Exercise objective: Report the number of lines in the data below where the string "green" shows up, and only that number.

Provided information:
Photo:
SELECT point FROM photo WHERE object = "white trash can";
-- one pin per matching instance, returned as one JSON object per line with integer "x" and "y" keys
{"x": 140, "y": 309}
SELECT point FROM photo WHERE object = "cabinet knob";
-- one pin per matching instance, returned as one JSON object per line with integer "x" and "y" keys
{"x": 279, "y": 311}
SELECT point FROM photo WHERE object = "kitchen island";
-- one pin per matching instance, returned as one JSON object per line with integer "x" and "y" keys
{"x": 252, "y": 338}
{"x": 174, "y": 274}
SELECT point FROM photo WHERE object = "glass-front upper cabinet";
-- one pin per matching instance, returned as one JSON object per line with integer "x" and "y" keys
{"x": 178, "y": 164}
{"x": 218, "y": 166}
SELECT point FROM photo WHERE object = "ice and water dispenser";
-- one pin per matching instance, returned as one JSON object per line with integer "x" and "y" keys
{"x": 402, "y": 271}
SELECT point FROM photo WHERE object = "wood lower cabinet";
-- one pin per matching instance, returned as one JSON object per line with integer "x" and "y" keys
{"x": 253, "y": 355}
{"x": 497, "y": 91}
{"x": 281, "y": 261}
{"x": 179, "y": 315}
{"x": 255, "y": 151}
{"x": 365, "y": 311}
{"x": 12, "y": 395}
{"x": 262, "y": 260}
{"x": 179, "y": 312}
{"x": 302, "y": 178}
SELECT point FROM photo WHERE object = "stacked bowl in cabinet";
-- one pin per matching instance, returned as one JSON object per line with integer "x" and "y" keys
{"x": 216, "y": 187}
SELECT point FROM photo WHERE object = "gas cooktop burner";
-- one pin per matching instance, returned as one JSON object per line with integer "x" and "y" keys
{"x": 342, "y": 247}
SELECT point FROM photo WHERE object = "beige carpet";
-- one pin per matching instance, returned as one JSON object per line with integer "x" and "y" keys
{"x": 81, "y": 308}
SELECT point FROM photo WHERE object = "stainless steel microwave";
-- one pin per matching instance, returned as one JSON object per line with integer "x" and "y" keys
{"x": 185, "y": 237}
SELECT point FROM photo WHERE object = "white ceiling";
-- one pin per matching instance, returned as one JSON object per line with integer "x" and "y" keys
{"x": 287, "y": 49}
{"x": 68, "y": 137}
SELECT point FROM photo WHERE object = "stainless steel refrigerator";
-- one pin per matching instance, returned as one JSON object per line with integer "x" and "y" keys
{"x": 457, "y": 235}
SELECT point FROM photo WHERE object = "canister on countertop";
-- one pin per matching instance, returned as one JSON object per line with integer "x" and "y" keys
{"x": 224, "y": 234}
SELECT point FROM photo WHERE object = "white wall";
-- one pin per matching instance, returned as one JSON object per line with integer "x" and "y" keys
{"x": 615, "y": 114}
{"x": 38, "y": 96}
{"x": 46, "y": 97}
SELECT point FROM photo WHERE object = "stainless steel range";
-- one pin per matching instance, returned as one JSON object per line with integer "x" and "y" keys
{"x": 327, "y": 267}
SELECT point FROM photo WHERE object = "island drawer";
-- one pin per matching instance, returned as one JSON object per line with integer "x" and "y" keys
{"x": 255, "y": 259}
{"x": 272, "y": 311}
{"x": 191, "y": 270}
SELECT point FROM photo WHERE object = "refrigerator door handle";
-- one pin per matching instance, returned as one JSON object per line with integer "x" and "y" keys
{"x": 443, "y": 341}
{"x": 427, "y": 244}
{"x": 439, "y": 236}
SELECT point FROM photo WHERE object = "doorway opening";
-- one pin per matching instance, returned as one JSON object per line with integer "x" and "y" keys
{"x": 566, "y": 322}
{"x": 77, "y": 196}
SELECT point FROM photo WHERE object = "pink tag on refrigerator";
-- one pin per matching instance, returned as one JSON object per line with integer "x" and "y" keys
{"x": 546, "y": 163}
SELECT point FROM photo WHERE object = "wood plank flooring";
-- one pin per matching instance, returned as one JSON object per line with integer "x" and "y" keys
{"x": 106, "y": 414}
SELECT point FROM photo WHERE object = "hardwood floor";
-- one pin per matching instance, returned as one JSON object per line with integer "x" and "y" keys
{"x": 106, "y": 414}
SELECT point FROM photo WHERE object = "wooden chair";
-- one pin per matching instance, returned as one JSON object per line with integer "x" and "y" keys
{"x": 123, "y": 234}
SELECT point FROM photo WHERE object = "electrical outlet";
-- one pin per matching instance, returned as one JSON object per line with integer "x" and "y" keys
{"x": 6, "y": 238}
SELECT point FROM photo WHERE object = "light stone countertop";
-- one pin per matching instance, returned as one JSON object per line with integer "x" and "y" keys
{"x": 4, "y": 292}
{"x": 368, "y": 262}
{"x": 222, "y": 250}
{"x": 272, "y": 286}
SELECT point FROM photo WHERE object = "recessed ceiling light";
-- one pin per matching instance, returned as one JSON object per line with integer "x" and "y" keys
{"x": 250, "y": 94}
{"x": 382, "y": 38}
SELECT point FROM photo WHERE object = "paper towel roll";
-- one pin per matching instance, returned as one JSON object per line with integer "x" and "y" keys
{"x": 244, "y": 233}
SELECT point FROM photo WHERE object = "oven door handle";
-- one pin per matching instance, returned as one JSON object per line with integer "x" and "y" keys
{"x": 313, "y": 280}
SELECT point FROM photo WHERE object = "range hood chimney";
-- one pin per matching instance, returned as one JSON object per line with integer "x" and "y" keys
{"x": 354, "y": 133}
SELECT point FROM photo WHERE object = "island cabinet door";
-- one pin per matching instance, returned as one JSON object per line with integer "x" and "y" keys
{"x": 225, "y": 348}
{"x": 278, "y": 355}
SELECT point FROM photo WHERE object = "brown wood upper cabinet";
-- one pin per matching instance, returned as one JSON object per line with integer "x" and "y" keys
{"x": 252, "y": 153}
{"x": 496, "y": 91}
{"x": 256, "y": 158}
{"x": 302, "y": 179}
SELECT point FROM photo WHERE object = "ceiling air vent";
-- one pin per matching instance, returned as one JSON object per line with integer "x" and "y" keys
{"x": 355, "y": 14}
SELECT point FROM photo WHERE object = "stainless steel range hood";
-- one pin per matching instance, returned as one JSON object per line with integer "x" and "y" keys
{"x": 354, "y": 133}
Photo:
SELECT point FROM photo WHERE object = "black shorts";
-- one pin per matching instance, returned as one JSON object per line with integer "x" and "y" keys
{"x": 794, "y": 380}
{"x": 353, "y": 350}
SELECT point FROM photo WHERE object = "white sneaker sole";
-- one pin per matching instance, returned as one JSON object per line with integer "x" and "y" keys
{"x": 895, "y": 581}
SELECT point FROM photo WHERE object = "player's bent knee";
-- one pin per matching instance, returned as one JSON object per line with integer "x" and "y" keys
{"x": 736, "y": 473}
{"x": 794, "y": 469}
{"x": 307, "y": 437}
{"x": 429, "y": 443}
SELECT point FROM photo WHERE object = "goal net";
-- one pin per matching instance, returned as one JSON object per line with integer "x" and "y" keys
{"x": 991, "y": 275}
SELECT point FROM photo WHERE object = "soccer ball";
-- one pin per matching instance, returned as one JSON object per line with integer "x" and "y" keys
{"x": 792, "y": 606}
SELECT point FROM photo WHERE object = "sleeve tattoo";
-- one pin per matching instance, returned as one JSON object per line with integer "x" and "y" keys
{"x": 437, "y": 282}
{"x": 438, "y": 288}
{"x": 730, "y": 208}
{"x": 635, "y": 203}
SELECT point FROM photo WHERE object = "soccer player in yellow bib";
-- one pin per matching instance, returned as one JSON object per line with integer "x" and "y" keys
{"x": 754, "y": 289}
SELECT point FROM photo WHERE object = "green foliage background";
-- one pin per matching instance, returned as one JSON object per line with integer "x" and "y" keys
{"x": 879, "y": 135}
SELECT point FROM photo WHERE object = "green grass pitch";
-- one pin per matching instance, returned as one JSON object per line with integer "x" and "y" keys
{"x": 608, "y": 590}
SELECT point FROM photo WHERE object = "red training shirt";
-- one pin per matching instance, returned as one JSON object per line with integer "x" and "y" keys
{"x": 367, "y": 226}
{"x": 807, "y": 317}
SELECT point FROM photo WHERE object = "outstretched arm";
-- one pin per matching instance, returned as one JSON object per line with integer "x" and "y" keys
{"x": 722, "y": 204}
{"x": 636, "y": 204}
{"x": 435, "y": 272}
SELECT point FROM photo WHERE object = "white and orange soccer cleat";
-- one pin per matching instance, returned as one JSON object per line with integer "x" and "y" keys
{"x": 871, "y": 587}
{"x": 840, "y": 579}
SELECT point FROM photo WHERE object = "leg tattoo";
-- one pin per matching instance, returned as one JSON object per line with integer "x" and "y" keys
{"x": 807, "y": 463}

Completed task: 2